[Challenge 1]
Do statements (a), (b), and (c) below agree with the perovskite abstract? For each one, answer yes or no and quote the deciding words from the perovskite abstract.
(a) Vacancies migrate faster than interstitials.
(b) Both types of defects migrate faster in CsPbI3 than in CsPbBr3.
(c) The force fields were trained against density functional theory calculations.

--- Passage provided ---

Open Access Article
This Open Access Article is licensed under a Creative Commons Attribution-Non Commercial 3.0 Unported Licence

How fast do defects migrate in halide perovskites: insights from on-the-fly machine-learned force fields

Mike Pols , Victor Brouwers , Sofía Calero and Shuxia Tao *
Materials Simulation & Modelling, Department of Applied Physics, Eindhoven University of Technology, Eindhoven 5600 MB, The Netherlands. E-mail: s.x.tao@tue.nl

Received 27th February 2023 , Accepted 22nd March 2023

First published on 22nd March 2023


Abstract

The migration of defects plays an important role in the stability of halide perovskites. It is challenging to study defect migration with experiments or conventional computer simulations. The former lacks an atomic-scale resolution and the latter suffers from short simulation times or a lack of accuracy. Here, we demonstrate that machine-learned force fields, trained with an on-the-fly active learning scheme against accurate density functional theory calculations, allow us to probe the differences in the dynamical behaviour of halide interstitials and halide vacancies in two closely related compositions CsPbI3 and CsPbBr3. We find that interstitials migrate faster than vacancies, due to the shorter migration paths of interstitials. Both types of defects migrate faster in CsPbI3 than in CsPbBr3. We attribute this to the less compact packing of the ions in CsPbI3, which results in a larger motion of the ions and thus more frequent defect migration jumps.

---

[Challenge 2] Which lines of the entries below contain the string "chrysanthemum"? Gather every such line and copy it out.

--- Data extract ---

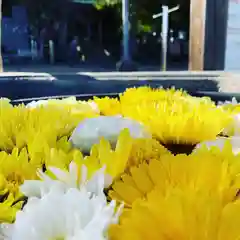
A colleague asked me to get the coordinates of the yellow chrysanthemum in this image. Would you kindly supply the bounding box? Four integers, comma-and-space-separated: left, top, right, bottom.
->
109, 144, 240, 206
120, 87, 188, 105
0, 148, 37, 198
93, 97, 121, 116
122, 91, 231, 145
42, 129, 133, 182
0, 100, 98, 152
128, 139, 170, 167
109, 188, 240, 240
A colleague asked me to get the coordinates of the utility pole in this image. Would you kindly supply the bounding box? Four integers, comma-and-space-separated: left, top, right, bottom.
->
152, 5, 180, 71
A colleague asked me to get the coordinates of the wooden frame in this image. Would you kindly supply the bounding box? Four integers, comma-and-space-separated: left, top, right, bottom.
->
189, 0, 228, 71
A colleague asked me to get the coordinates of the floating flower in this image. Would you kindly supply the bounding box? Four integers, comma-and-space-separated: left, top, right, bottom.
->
0, 100, 98, 156
121, 91, 231, 146
70, 116, 150, 152
128, 138, 170, 170
90, 97, 121, 116
0, 148, 38, 198
196, 136, 240, 154
0, 194, 22, 223
109, 187, 240, 240
108, 142, 240, 207
3, 189, 123, 240
20, 162, 106, 197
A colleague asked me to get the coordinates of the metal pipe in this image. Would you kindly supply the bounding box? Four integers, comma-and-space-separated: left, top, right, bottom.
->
161, 6, 169, 71
122, 0, 130, 61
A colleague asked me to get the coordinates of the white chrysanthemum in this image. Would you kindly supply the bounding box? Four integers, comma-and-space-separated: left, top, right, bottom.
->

---

[Task result 1]
(a) No: "We find that interstitials migrate faster than vacancies"
(b) Yes: "Both types of defects migrate faster in CsPbI3 than in CsPbBr3."
(c) Yes: "trained with an on-the-fly active learning scheme against accurate density functional theory calculations"

[Task result 2]
A colleague asked me to get the coordinates of the yellow chrysanthemum in this image. Would you kindly supply the bounding box? Four integers, comma-and-space-separated: left, top, right, bottom.
A colleague asked me to get the coordinates of the white chrysanthemum in this image. Would you kindly supply the bounding box? Four integers, comma-and-space-separated: left, top, right, bottom.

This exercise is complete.